Extracted entries section start

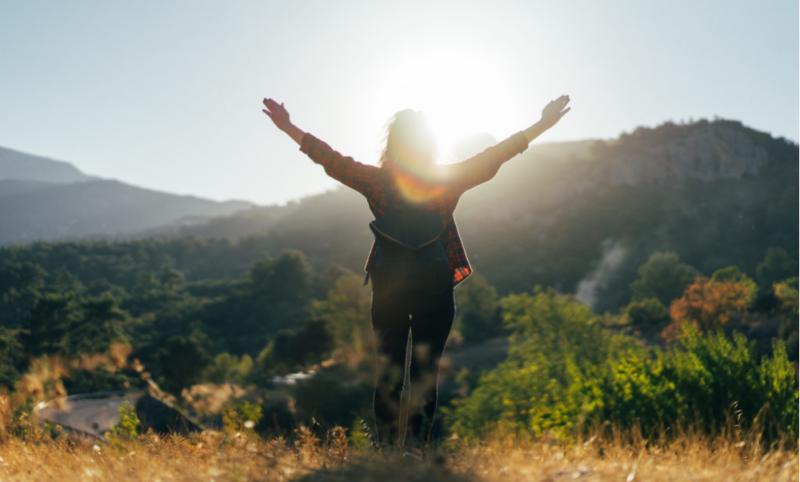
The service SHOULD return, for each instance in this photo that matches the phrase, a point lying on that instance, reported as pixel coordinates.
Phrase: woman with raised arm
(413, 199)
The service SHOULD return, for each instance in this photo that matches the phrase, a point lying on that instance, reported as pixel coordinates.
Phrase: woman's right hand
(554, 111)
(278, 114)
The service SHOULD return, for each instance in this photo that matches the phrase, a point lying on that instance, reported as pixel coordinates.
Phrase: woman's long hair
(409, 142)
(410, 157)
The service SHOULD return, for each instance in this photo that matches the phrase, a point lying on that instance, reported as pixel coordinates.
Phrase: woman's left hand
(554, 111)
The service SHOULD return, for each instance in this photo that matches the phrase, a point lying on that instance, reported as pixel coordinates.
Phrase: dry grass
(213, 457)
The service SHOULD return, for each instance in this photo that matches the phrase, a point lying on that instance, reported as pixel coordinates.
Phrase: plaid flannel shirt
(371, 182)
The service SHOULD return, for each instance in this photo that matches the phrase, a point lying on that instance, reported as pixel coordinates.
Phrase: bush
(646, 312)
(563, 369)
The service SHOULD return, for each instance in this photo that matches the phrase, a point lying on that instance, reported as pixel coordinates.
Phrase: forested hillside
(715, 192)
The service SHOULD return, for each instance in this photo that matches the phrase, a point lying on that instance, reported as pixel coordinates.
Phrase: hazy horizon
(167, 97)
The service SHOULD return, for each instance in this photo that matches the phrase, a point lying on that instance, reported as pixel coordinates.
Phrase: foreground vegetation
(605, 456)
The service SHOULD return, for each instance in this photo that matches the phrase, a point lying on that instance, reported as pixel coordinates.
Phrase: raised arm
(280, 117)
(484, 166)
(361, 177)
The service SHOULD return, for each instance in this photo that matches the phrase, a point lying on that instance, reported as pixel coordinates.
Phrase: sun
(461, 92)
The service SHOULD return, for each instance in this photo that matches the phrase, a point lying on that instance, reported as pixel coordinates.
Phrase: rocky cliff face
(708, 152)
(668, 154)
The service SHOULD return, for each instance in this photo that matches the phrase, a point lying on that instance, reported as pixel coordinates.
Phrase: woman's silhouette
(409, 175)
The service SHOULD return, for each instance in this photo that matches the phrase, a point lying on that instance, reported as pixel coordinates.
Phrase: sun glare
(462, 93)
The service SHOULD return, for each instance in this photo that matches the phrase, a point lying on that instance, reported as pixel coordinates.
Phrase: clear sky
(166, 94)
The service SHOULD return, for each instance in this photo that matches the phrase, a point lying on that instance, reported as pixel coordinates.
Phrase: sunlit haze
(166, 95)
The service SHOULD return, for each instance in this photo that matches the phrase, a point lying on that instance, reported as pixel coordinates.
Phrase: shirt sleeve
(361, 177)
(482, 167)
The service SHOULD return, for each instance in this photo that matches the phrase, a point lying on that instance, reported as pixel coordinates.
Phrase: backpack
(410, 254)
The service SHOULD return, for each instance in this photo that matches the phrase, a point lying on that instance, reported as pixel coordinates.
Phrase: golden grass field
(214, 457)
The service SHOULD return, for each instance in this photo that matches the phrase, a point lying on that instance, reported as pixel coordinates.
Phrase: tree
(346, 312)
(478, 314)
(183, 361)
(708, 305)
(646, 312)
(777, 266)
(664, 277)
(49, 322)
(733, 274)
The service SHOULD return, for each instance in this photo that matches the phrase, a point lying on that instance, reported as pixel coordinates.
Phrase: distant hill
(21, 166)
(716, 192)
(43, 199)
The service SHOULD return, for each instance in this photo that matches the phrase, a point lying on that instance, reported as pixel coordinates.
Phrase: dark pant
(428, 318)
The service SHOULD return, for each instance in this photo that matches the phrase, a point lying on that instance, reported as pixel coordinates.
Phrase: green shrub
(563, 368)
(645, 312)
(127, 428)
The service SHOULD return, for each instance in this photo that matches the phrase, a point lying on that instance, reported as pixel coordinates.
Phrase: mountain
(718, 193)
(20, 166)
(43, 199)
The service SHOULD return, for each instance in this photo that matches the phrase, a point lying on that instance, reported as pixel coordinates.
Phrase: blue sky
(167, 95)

Extracted entries section end

Problem description
From the first line to the last, retype the data exactly, but omit every image.

Task answer
The service SHOULD return, for each instance in this photo that matches the phrase, a point lying on that instance, reported as pixel coordinates.
Phrase: woman with raised arm
(413, 199)
The service SHOULD return, for each instance in this photo that matches the phrase, a point lying on that instance, reported as pixel coordinates.
Phrase: woman's right hand
(554, 111)
(278, 114)
The service SHOULD return, for each instance in this photo that matches the phrase, a point lying on that instance, reported as pixel coordinates.
Phrase: woman's long hair
(409, 142)
(410, 157)
The service SHOULD return, for each instance in this photo that matches the phrase, a point lying on that instance, reported as pixel coordinates.
Phrase: woman's left hand
(554, 111)
The service SHOULD return, for each instance in this photo that matches the phrase, a point lying on that instance, reported as pixel coordinates.
Phrase: dry grass
(213, 457)
The service SHOULD return, for each instance in this photo that matches the phrase, a point lying on that instance, reported as pixel coordinates.
Phrase: plaid flannel shirt
(371, 182)
The service SHOULD return, for each instance in this photo that matches the phrase, a point lying on that instance, reported as pixel coordinates.
Phrase: bush
(646, 312)
(563, 369)
The service SHOULD return, for each instance in this photo that matches the phrase, a point lying on that instance, reported as pixel coordinates.
Phrase: forested hillside
(715, 192)
The service SHOULD return, for each instance in this photo that matches the phrase, a point lying on that instance, reported as pixel coordinates.
Phrase: hazy horizon
(167, 97)
The service SHOULD return, for each instance in this photo that matches the phrase, a point lying on that instance, reported as pixel coordinates.
Phrase: foreground vegetation
(605, 456)
The service SHOULD return, for each instance in this photo that matches the phrase, a point lying on that instance, reported as pixel coordinates.
Phrase: raised arm
(280, 117)
(484, 166)
(361, 177)
The service SHOULD return, for each instance in this photo that matches the phrase, a point lying on that instance, reported as pixel coordinates.
Phrase: sun
(461, 92)
The service SHOULD return, for each instance in this photo that matches the phrase, a point lying on that instance, reported as pixel coordinates.
Phrase: rocky cliff face
(708, 152)
(668, 154)
The service SHOULD return, for each instance in this photo that matches the phrase, a point lying on that instance, reported as pixel coordinates.
Phrase: woman's silhouette
(409, 175)
The service SHOULD return, for each instance in this photo that matches the phrase, a point lying on that instance, reported as pixel coordinates.
Phrase: sun glare
(462, 93)
The service SHOULD return, for each instance in this photo that matches the phrase, a point lying on that instance, reported as pixel coordinates.
Phrase: clear sky
(166, 94)
The service SHOULD return, for each instance in this photo that matches the phrase, a point lying on that instance, reported as pixel coordinates.
Phrase: sunlit haze
(166, 95)
The service SHOULD return, for each instance in this photo that matches the phrase, a point lying on that instance, reported as pixel coordinates.
Phrase: shirt sleeve
(361, 177)
(482, 167)
The service SHOULD return, for each instance in this photo that matches the phrase, a point lying on that instance, reported as pixel coordinates.
Phrase: backpack
(410, 254)
The service SHOULD return, for each instance in this photo that matches the phrase, a point lying on that instance, reported as pixel coordinates.
Phrase: golden grass field
(214, 457)
The service SHOULD return, for each instance in this photo that matches the phrase, a point lying on that instance, reported as pixel coordinates.
Phrase: tree
(346, 312)
(478, 314)
(183, 361)
(708, 305)
(646, 312)
(777, 266)
(664, 277)
(49, 322)
(733, 274)
The service SHOULD return, for each instance in this photo that matches the phrase, a point lying on that instance, reported as pixel coordinates.
Phrase: distant hill
(21, 166)
(716, 192)
(43, 199)
The service SHOULD return, for each instance in this photo that matches the phrase, a point lying on that instance, reported as pixel coordinates.
Phrase: dark pant
(428, 318)
The service SHOULD return, for each instance in this photo that matches the phrase, a point lying on that instance, reported as pixel coordinates.
Phrase: green shrub
(563, 368)
(645, 312)
(127, 428)
The service SHOULD return, for each instance in this photo that matches the phrase, a point lying on that instance, reported as pixel coordinates.
Phrase: mountain
(718, 193)
(20, 166)
(43, 199)
The service SHOULD return, for each instance in this photo that matches the phrase, a point lying on that instance, reported as pixel coordinates.
Phrase: blue sky
(167, 95)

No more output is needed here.